• Records supplied:
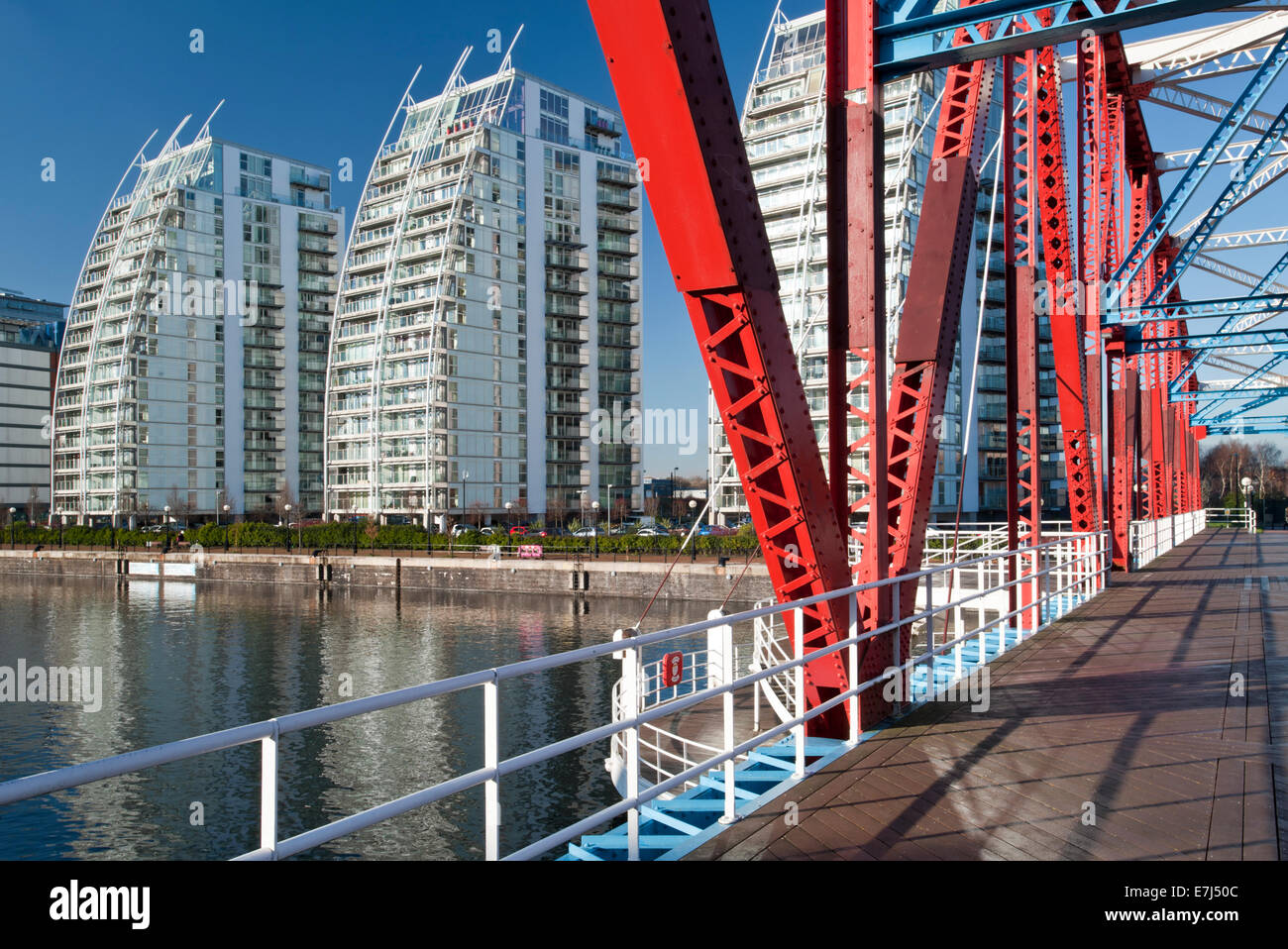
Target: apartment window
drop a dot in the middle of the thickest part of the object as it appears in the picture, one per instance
(554, 103)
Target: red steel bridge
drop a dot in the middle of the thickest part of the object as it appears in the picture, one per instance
(1093, 239)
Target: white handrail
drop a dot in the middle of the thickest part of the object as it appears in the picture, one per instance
(1078, 566)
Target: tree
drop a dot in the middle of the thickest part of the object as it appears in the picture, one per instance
(1266, 460)
(286, 497)
(555, 509)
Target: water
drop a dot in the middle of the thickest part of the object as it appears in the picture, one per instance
(187, 658)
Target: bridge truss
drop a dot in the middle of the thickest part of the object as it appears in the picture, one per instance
(1093, 241)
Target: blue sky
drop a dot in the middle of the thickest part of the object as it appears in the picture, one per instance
(317, 81)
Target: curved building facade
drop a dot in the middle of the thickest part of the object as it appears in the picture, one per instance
(205, 295)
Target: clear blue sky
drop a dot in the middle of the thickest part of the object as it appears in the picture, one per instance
(85, 82)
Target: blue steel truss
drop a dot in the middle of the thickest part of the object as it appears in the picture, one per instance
(1192, 178)
(1249, 309)
(1239, 185)
(912, 39)
(1233, 325)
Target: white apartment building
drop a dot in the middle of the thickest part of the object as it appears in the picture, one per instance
(473, 353)
(192, 371)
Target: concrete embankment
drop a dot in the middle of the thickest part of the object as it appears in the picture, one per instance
(590, 577)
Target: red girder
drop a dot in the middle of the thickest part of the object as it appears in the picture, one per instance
(673, 88)
(927, 331)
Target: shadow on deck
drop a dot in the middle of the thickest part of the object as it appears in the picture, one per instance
(1151, 724)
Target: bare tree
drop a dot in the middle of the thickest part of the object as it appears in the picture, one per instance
(555, 510)
(1266, 459)
(286, 497)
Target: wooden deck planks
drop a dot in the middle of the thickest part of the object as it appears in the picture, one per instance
(1126, 704)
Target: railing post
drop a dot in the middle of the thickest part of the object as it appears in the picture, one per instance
(268, 792)
(799, 653)
(490, 759)
(631, 705)
(853, 600)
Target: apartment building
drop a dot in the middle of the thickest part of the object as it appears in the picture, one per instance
(192, 371)
(31, 333)
(475, 357)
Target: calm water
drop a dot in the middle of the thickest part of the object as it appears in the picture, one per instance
(184, 660)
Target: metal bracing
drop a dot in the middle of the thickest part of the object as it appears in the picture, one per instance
(1234, 323)
(1215, 51)
(997, 27)
(1234, 191)
(1164, 218)
(670, 80)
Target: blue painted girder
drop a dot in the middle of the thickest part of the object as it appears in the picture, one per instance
(1229, 307)
(1240, 322)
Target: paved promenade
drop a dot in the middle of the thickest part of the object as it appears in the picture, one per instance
(1150, 724)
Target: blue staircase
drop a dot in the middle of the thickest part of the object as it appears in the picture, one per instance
(669, 829)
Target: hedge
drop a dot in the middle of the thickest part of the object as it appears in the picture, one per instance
(339, 536)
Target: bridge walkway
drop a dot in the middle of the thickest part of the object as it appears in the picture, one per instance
(1150, 724)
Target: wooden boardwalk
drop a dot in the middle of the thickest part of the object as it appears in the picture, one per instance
(1115, 734)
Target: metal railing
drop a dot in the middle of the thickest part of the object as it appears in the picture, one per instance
(1061, 575)
(1149, 540)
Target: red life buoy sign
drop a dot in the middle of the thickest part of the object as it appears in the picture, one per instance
(673, 669)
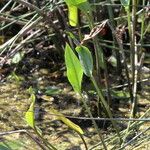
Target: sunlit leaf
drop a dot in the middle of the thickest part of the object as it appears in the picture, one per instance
(73, 6)
(11, 145)
(125, 3)
(74, 2)
(74, 69)
(120, 94)
(86, 59)
(52, 90)
(73, 15)
(67, 121)
(17, 57)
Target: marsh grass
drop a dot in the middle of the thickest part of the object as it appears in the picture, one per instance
(45, 23)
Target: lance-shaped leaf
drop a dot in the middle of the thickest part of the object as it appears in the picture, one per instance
(86, 59)
(67, 121)
(74, 69)
(29, 116)
(73, 6)
(73, 15)
(125, 3)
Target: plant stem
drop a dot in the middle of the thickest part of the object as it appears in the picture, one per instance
(100, 94)
(47, 144)
(84, 142)
(93, 121)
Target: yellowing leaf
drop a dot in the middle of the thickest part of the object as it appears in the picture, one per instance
(67, 121)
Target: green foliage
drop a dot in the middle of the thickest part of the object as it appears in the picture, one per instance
(73, 6)
(29, 116)
(11, 145)
(52, 90)
(73, 15)
(17, 57)
(74, 69)
(86, 59)
(75, 2)
(69, 123)
(125, 3)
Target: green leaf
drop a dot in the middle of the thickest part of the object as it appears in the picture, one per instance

• To do: Would you output the data above exactly as written, but with no images?

• Result:
Target: apartment window
drop a dot in the middle of the thickest part of the object as it appears in the picture, one per instance
(554, 103)
Target: red steel bridge
drop a dot in the middle of the thickest part of the object as it appears in the picture, one per instance
(1093, 239)
Target: white handrail
drop a dot in the middle of the thickest part of the object as it appears in the picture, one per instance
(1078, 566)
Target: tree
drop a dot in the middle of the thickest part of the object as it appears in the picture, one per instance
(1266, 460)
(286, 497)
(555, 509)
Target: water
drop a dot in the middle of the thickest part of the object as it appears in the picture, one per instance
(187, 658)
Target: bridge truss
drop a dot in the middle of the thickest part of the object as it appears in the picture, one per instance
(1093, 241)
Target: blue sky
drop a dot in the middle of the thickest part of the object as it appears in the picture, one per instance
(317, 81)
Target: curved building facade
drop a dot in the middle of the thickest part of the object as it appears in the picture, one per instance
(205, 295)
Target: clear blue sky
drop a dot in the middle of the thickest part of the object as it appears in the picture, one per instance
(85, 82)
Target: blue steel truss
drop a dot in the middle of the thickest part of the object as it appears in the picture, one per instance
(1192, 178)
(1249, 309)
(1239, 185)
(912, 39)
(1233, 325)
Target: white apartment building
drop a dot in the middle of the thickest part of the object as it appears in the picture, one per instance
(473, 353)
(192, 371)
Target: concrete embankment
drop a dot in the middle of the thickest part of the object as it appears in the picture, one per instance
(590, 577)
Target: red girder
drop a dot in the middle of the thickest part of the object as it appears in the picture, one per instance
(673, 88)
(927, 331)
Target: shadow on deck
drop a dot in the middle of the thickest part of the object as it appears in the picture, one per instance
(1151, 724)
Target: bare tree
drop a dot in the middle of the thickest part of the object as it appears in the picture, one per instance
(555, 510)
(1266, 459)
(286, 497)
Target: wooden deck planks
drop a dot in the middle of the thickest part of the object as it appears in the picture, one per instance
(1126, 704)
Target: railing post
drop a dot in the middle of the thickest part of the object as it appears in the picture, one per instance
(268, 792)
(799, 653)
(490, 759)
(631, 705)
(853, 600)
Target: apartment building
drop a dot in the middle of the thickest part of the object as it appears in the picture, one per instance
(192, 371)
(31, 333)
(475, 357)
Target: calm water
drop a dot in the middle of the thickest part of the object as it appears in the picture, one per instance
(184, 660)
Target: metal bracing
drop a dot in the middle of the thickest part of the object as it appears in the picture, one per instance
(1234, 323)
(1215, 51)
(997, 27)
(1234, 191)
(1164, 218)
(670, 80)
Target: blue painted girder
drop a dot in the middle of the thickest part of the object as it appears in the picture, one per instance
(1229, 307)
(1240, 322)
Target: paved promenade
drop a dot in the middle of the thickest part of the object as it appears in the picture, one per instance
(1150, 724)
Target: blue staircase
drop a dot in the middle of the thickest part of the object as it appears in the picture, one per instance
(669, 829)
Target: hedge
drop a dot in the middle of the thickest part of the object as it appears in the picture, one per instance
(339, 536)
Target: bridge walkway
drop a dot in the middle of the thickest part of the object as it appears in the picture, one per instance
(1150, 724)
Target: wooden boardwalk
drop a dot in the middle of the thickest part of the object as it appears in the picture, one per instance
(1115, 734)
Target: metal railing
drop a dot in the middle of the thickest part of the object as it appears in the picture, one per instance
(1061, 575)
(1149, 540)
Target: red life buoy sign
drop a dot in the middle of the thickest part of the object as it appears in the picture, one per instance
(673, 669)
Target: sunlit leaf
drop a dot in the middle of the thickest part of the object as it appears in the picture, one per instance
(73, 6)
(11, 145)
(125, 3)
(74, 2)
(74, 69)
(120, 94)
(86, 59)
(52, 90)
(73, 15)
(67, 121)
(17, 57)
Target: marsh grass
drop a dot in the middle of the thickest part of the object as it appears in the picture, one per instance
(45, 23)
Target: lance-shaped leaf
drop a dot in the middle of the thickest part of the object as it appears in the picture, one per instance
(86, 59)
(67, 121)
(74, 69)
(29, 116)
(73, 6)
(73, 15)
(125, 3)
Target: plant stem
drop a dot in the middle of the thickest part of the object as it appears in the picture, one per instance
(100, 94)
(47, 144)
(84, 142)
(93, 121)
Target: yellowing leaf
drop a dot in the middle of the thickest part of the object as it appears in the picture, one per instance
(67, 121)
Target: green foliage
drop a dot in the middle of the thickest part of the object as it appears in the picture, one per instance
(73, 6)
(29, 116)
(11, 145)
(52, 90)
(73, 15)
(17, 57)
(74, 69)
(86, 59)
(75, 2)
(69, 123)
(125, 3)
Target: green leaf
drop a dot in the middle of the thickest part of the object as it appears in the picture, one per instance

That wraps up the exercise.